TASK BRIEF: Could you repeat all of the entries exactly, leaving out any pictures?

DATA PROVIDED:
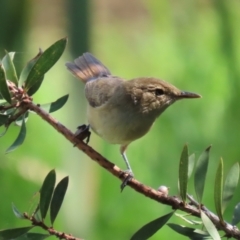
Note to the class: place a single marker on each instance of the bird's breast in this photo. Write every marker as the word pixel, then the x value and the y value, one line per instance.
pixel 118 126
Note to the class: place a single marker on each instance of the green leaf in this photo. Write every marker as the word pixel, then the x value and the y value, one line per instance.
pixel 54 106
pixel 46 192
pixel 190 221
pixel 9 234
pixel 33 236
pixel 183 173
pixel 19 121
pixel 230 185
pixel 26 70
pixel 236 215
pixel 9 67
pixel 20 138
pixel 200 173
pixel 36 86
pixel 211 229
pixel 17 213
pixel 57 198
pixel 3 133
pixel 45 62
pixel 192 233
pixel 3 119
pixel 4 91
pixel 218 190
pixel 191 161
pixel 151 228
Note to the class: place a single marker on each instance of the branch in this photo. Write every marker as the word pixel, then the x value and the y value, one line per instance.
pixel 51 230
pixel 193 208
pixel 175 202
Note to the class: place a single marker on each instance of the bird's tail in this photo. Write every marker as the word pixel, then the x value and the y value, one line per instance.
pixel 87 67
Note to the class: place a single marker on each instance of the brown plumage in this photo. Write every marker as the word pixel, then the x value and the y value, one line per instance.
pixel 122 111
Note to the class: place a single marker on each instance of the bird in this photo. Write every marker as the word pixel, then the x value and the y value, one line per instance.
pixel 121 111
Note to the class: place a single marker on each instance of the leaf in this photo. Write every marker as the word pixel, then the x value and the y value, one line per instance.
pixel 57 198
pixel 191 161
pixel 152 227
pixel 3 119
pixel 218 190
pixel 19 121
pixel 200 173
pixel 33 236
pixel 45 62
pixel 189 232
pixel 26 70
pixel 20 138
pixel 54 106
pixel 190 221
pixel 17 213
pixel 230 185
pixel 36 86
pixel 183 173
pixel 4 91
pixel 46 192
pixel 3 133
pixel 211 229
pixel 9 67
pixel 236 215
pixel 9 234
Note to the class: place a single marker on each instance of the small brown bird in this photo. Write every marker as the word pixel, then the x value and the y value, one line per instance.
pixel 122 111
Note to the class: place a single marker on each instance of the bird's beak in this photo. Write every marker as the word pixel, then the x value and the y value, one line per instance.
pixel 184 94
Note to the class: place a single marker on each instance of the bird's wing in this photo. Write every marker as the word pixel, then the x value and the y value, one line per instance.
pixel 99 91
pixel 87 67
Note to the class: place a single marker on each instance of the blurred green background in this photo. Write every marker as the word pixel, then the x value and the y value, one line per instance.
pixel 192 44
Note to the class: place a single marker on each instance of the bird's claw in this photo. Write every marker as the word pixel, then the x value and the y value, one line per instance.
pixel 127 179
pixel 83 133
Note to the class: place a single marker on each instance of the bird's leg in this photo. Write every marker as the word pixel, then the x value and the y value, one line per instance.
pixel 83 133
pixel 129 169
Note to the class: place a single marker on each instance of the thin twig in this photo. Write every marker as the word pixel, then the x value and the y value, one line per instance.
pixel 192 208
pixel 51 230
pixel 149 192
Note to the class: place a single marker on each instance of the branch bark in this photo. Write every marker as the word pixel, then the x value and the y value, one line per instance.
pixel 192 208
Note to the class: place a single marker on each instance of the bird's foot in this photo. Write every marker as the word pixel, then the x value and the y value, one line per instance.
pixel 127 179
pixel 83 133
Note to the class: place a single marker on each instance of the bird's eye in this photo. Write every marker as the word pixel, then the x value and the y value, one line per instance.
pixel 159 92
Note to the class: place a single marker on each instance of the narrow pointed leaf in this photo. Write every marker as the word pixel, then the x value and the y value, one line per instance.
pixel 26 70
pixel 4 91
pixel 188 220
pixel 3 119
pixel 200 173
pixel 4 132
pixel 9 67
pixel 230 184
pixel 45 62
pixel 236 215
pixel 192 233
pixel 211 229
pixel 9 234
pixel 33 236
pixel 46 192
pixel 36 86
pixel 57 198
pixel 54 106
pixel 152 227
pixel 17 213
pixel 218 190
pixel 191 161
pixel 183 173
pixel 20 138
pixel 19 121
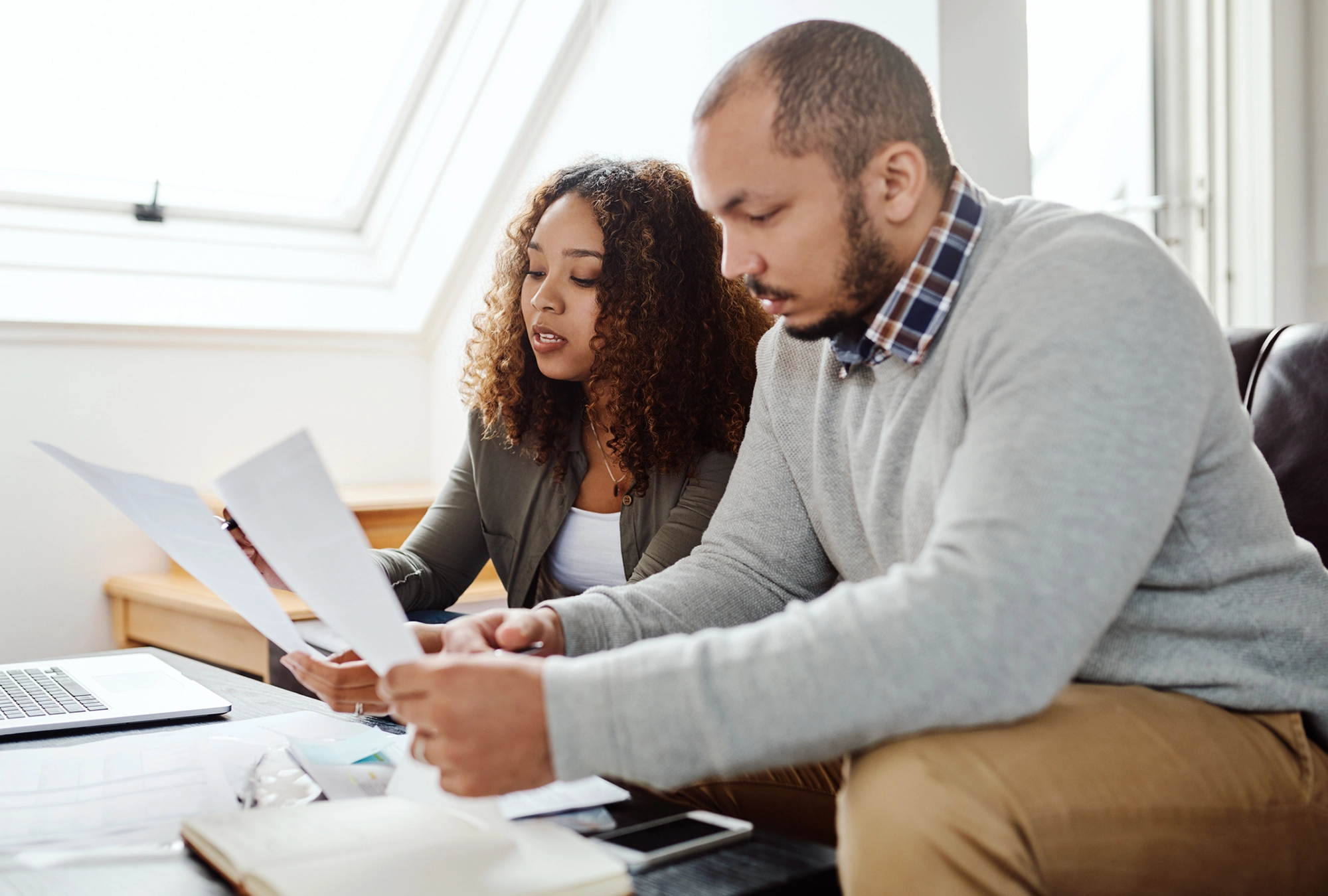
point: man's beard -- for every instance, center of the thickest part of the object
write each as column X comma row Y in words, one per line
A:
column 869, row 275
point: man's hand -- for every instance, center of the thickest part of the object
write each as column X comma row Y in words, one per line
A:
column 256, row 558
column 505, row 630
column 479, row 719
column 345, row 680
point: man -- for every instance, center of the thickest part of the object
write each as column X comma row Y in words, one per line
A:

RESPONSE TO THIS EXERCISE:
Note to the class: place a single marker on each instance of the bird's breast in this photo. Write every marker as the word pixel, then the x value and the y value, one line per instance.
pixel 118 126
Note to the class: place a single marker on each instance of the green leaf in this photo. Write every marker as the word pixel, then the x value and the y value, one line per instance.
pixel 54 106
pixel 46 192
pixel 190 221
pixel 9 234
pixel 33 236
pixel 183 173
pixel 19 121
pixel 230 185
pixel 26 70
pixel 236 215
pixel 9 67
pixel 20 138
pixel 200 173
pixel 36 86
pixel 211 229
pixel 17 213
pixel 57 198
pixel 3 133
pixel 45 62
pixel 192 233
pixel 3 119
pixel 4 91
pixel 218 190
pixel 191 161
pixel 151 228
Note to the class: place a single marker on each instance of the branch in this photo. Write every marker as the word pixel, then the x value and the y value, one line per instance.
pixel 51 230
pixel 193 208
pixel 175 202
Note to the class: place a single marker on each instance of the bird's tail in this photo. Write every marker as the word pixel, then the x value and the y value, one line per instance.
pixel 87 67
Note to the class: place a single marker on each instance of the brown plumage in this photo. Write every marker as the word pixel, then the x value and the y value, one line per instance.
pixel 122 111
Note to the class: place a single marker on each instance of the bird in this photo. Write every marker as the word pixel, then the x value and the y value, one line per instance.
pixel 121 111
Note to the class: place a single marker on each instance of the leaf in this photo. Write every marker as the word pixel, then the x value and the y value, one line per instance.
pixel 57 198
pixel 191 161
pixel 152 227
pixel 3 119
pixel 218 190
pixel 19 121
pixel 200 173
pixel 33 236
pixel 45 62
pixel 189 232
pixel 26 70
pixel 20 138
pixel 54 106
pixel 190 221
pixel 17 213
pixel 230 185
pixel 36 86
pixel 183 173
pixel 4 91
pixel 46 192
pixel 3 133
pixel 211 229
pixel 9 67
pixel 236 215
pixel 9 234
Note to the class: place a single marker on each instance of the small brown bird in this photo. Write every marker as the word pixel, then the x value and the y value, one line per instance.
pixel 122 111
Note to the class: place a single marker on each instance of the bird's beak in this photo. Write every marker as the word pixel, then the x value and the y value, one line per instance.
pixel 184 94
Note to the class: place a single marker on each instance of the bird's wing in this photo. Write every marker as the word pixel, then the x value and the y value, one line per instance.
pixel 99 91
pixel 87 67
Note to the class: place a single marker on each instance of the blurred green background in this photo. Write every marker as the word pixel, then the x value and the y value, one line per instance.
pixel 192 44
Note to the class: place a single marker on each instance of the bird's claw in this photo. Write every marker as the word pixel, then the x value and the y value, one line per instance.
pixel 127 179
pixel 83 133
Note to the class: place a single marker on each instance of the bird's leg in this photo. Write every marker as the word pixel, then the x value and the y value, one line per instance.
pixel 83 133
pixel 129 169
Note to the class: place a single marker on each instance of the thin twig in this photo. Write every marker as the word pixel, then the x value and the y value, one line per instance.
pixel 192 208
pixel 51 230
pixel 149 192
Note to the class: place a single marker on each instance of the branch bark in this photo. Write every marker as the word pixel, then the x value and the y value, one line per instance.
pixel 192 208
Note to the class: place a single marker on each instance of the bird's foot in this photo. Write every marker as the word pixel, then the x value and the y value, one line per instance.
pixel 127 179
pixel 83 133
Note to the class: place a single marker on each instance of the bird's eye in this photo. Write every marker as the word pixel, then the x value and the y value, one line per instance.
pixel 159 92
Note to the class: place a single marker on each instance of the narrow pointed leaf in this photo. Write every marker as the word pixel, then the x value and the y value, one line per instance.
pixel 26 70
pixel 4 91
pixel 188 220
pixel 3 119
pixel 200 173
pixel 4 132
pixel 9 67
pixel 230 184
pixel 45 62
pixel 236 215
pixel 192 233
pixel 211 229
pixel 9 234
pixel 33 236
pixel 46 192
pixel 36 86
pixel 57 198
pixel 54 106
pixel 152 227
pixel 17 213
pixel 218 190
pixel 191 161
pixel 183 173
pixel 20 138
pixel 19 121
point: man's beard -- for every instance, center of the thickest part of the object
write each as column X comma row Y in words, one per line
A:
column 869, row 275
point: man's hand -- for every instance, center of the thickest part of the object
write each as column X comma row Y in words, one per line
A:
column 256, row 558
column 505, row 630
column 479, row 719
column 345, row 680
point: man -- for every instance, center of the thickest part of the object
write each as column X comma row Y in words, one per line
A:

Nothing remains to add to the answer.